====== PROVIDED DATA ======

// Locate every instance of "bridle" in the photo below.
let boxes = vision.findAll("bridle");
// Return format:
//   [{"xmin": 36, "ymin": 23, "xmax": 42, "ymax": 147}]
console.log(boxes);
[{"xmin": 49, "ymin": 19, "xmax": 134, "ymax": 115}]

======

### WHAT YOU NEED TO DO
Convert the records above into a Markdown table with the columns Row and Record Line, giving one row per line and omitting blank lines.

### FINISHED TASK
| Row | Record Line |
|---|---|
| 1 | // Locate every instance of "bridle" in the photo below. |
| 2 | let boxes = vision.findAll("bridle"); |
| 3 | // Return format: |
| 4 | //   [{"xmin": 36, "ymin": 23, "xmax": 42, "ymax": 147}] |
| 5 | console.log(boxes); |
| 6 | [{"xmin": 49, "ymin": 19, "xmax": 134, "ymax": 115}] |